*WORK REQUEST*: Resume the Nun Study text after its final sentence and keep writing.

(TEXT SECTION)

Snowdon and associates found three indicators of longer life when coding the sister's autobiographies: the number of positive sentences, positive words, and the variety of positive emotions used. The less positivity in writing correlated with greater mortality. There were many variables this study was unable to glean from the autobiographies of the sisters, such as long term hopefulness or bleakness in one's personality, optimism, pessimism, ambition, and others.

The average age of nuns who began an autobiography was 22 years. Some participants who used more advanced words in their autobiography had less symptoms of Alzheimer's in older years. Roughly 80% of nuns whose writing was measured as lacking in linguistic density went on to develop Alzheimer's disease in old age; meanwhile, of those whose writing was not lacking, only 10% later developed the disease. This was found when researchers examined neuropathology after nuns died, confirming that most of those who had a low idea density had Alzheimer's disease, and most of those with high idea density did not.

Snowdon found that exercise was inversely correlated with development of Alzheimer's disease, showing that participants who engaged in some sort of daily exercise were more likely to retain cognitive abilities during aging. Participants who started exercising later in life were more likely to retain cognitive abilities, even if not having exercised before.

===Neuropathology===
In 1992, a gene called apolipoprotein E was established as a possible factor in Alzheimer's disease, but its presence did not predict disease with certainty. Existence of amyloid beta plaques and Tau neurofibrillary tangles in the brain are required for the diagnosis of Alzheimer's Disease Neuropathologic Change to be made. Results from the Nun Study indicated that Tau neurofibrillary tangles located in regions of the brain outside the neocortex and hippocampus may have less of an effect than amyloid beta plaques located within those same areas. Another important factor was brain weight, as subjects with brains weighing under 1000 grams were seen as higher risk than those in a higher weight class.

==Conclusions and further research==
Overall, findings of the Nun Study indicated multiple factors concerning expression of Alzheimer's traits. The data primarily stated that age and disease do not always guarantee impaired cognitive ability and "that traits in early, mid, and late life have strong relationships with the risk of Alzheimer's disease, as well as the mental and cognitive disabilities of old age."

(End TEXT SECTION)
(PROVIDED MATERIAL)

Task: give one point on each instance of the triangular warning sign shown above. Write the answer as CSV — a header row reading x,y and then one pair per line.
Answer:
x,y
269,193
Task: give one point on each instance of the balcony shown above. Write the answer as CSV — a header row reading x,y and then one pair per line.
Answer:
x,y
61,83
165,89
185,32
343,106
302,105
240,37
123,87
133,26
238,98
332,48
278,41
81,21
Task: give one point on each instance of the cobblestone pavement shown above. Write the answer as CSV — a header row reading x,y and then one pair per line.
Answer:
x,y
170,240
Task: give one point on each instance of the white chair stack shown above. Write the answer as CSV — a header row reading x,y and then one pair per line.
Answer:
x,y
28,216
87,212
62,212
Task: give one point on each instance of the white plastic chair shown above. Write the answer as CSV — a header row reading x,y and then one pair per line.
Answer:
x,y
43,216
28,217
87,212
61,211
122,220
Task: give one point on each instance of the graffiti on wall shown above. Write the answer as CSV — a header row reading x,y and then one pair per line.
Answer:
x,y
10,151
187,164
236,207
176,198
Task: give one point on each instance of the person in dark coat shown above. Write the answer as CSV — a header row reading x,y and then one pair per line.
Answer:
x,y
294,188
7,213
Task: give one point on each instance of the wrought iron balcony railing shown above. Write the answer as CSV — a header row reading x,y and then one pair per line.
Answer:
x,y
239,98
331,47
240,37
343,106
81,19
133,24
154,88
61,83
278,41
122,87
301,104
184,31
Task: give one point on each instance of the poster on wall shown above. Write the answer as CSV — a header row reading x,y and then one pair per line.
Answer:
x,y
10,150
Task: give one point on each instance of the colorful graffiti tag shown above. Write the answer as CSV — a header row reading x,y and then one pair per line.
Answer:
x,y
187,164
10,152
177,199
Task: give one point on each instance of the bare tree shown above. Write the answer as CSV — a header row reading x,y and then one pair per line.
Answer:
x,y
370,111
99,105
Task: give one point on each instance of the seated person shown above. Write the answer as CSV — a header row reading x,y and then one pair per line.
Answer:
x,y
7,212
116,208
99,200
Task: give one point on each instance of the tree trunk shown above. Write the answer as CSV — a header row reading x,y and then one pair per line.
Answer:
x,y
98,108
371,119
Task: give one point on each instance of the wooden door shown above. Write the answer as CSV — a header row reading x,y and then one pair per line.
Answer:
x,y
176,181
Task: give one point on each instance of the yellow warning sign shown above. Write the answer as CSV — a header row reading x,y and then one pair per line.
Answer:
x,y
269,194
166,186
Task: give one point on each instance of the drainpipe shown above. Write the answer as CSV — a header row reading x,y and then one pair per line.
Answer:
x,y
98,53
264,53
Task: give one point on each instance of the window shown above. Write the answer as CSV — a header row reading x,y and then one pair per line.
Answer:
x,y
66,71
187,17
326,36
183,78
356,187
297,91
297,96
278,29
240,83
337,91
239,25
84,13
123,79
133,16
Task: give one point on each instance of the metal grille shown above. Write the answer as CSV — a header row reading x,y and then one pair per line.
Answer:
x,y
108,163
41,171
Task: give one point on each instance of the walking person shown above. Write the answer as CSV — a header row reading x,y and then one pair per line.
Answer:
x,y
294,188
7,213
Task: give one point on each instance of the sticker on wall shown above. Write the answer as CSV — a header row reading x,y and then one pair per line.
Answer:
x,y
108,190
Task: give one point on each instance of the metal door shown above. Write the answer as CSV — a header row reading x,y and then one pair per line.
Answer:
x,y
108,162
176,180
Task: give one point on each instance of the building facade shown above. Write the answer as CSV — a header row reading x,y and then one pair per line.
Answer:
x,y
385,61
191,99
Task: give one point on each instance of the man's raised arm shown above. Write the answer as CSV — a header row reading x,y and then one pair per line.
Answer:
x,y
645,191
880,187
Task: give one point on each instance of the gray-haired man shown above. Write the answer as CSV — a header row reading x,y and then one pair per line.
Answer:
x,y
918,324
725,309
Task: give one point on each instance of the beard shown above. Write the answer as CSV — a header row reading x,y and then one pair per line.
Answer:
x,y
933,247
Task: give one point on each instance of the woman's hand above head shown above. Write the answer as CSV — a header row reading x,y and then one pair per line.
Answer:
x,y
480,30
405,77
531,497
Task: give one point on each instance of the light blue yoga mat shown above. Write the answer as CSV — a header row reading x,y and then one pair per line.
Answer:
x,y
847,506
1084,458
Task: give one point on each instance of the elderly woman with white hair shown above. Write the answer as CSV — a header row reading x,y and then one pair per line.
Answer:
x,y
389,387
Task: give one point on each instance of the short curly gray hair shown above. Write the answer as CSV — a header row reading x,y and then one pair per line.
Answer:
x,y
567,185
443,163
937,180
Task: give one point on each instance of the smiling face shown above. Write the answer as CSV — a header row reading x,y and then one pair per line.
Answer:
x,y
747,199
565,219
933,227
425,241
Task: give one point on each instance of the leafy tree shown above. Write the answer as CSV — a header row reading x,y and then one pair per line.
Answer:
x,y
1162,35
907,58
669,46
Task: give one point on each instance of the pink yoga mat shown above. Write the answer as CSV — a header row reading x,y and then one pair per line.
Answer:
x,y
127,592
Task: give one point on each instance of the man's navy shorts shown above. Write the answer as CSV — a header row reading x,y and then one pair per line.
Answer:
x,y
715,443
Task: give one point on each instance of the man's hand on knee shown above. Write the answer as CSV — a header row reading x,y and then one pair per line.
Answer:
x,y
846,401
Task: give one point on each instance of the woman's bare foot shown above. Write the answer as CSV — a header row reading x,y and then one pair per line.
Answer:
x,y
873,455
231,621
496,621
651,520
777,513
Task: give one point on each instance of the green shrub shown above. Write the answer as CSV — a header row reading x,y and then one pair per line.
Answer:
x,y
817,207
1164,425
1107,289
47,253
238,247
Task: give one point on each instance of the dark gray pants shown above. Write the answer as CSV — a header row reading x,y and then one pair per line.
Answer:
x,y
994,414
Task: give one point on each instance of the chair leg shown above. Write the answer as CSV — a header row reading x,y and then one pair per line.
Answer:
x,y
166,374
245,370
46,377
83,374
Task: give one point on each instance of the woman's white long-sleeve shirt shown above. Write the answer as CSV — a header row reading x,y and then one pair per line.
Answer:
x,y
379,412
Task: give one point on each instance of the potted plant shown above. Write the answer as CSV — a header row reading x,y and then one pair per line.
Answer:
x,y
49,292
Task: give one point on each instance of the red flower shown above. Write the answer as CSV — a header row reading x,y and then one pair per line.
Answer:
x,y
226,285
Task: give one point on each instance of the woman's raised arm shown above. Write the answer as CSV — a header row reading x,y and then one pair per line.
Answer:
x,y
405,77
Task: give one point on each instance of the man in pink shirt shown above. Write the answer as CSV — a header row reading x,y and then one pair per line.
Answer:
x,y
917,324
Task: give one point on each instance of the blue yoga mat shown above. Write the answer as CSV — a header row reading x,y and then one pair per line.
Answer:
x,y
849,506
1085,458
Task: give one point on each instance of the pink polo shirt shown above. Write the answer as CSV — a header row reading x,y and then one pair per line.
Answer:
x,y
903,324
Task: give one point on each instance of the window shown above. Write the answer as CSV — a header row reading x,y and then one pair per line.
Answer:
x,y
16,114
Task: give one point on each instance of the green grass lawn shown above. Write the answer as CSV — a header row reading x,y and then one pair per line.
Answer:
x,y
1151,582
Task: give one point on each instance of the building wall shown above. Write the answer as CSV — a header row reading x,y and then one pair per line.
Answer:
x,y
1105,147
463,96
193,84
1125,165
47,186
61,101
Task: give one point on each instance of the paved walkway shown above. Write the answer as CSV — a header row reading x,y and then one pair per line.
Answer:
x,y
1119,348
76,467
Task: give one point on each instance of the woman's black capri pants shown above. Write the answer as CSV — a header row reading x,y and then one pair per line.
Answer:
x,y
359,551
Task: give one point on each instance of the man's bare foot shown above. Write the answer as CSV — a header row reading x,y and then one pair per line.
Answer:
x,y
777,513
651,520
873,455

(End PROVIDED MATERIAL)

*EXERCISE ANSWER*:
The findings influenced other scientific studies and discoveries, one of which indicated that if a person has a stroke, there is a smaller requirement of Alzheimer's brain lesions necessary to diagnose a person with dementia. Another is that postmortem MRI scans of the hippocampus can help distinguish that some nondemented individuals fit the criteria for Alzheimer's disease. Researchers have also used the autopsy data to determine that there is a relationship between the number of teeth an individual has at death with how likely they were to have had dementia. Those with fewer teeth were more likely to have dementia while living. Another study reaffirmed the findings of The Nun Study that higher idea density is correlated with better cognition during aging, even if the individual had brain lesions resembling those of Alzheimer's disease. A 2019 study combined The Nun Study and Max Weber's vocational lectures, indicating that the vocation and lifestyle of nuns correlated with lower potential for developing dementia. More precisely, even though biological markers for dementia were present (at post-mortem anlyses), the clinical (behavioral and cognitive) manifestation of those symptoms was prevented by the quality of vocation, through education, occupation, community lifestyle and other factors that "boost" cognitive reserve. Using research from the original study, Weinstein et al. found a correlation between longevity, and autonomy. Subjects were shown to have a longer lifespan based on the amount of purposeful and reflective behavior shown in their writing.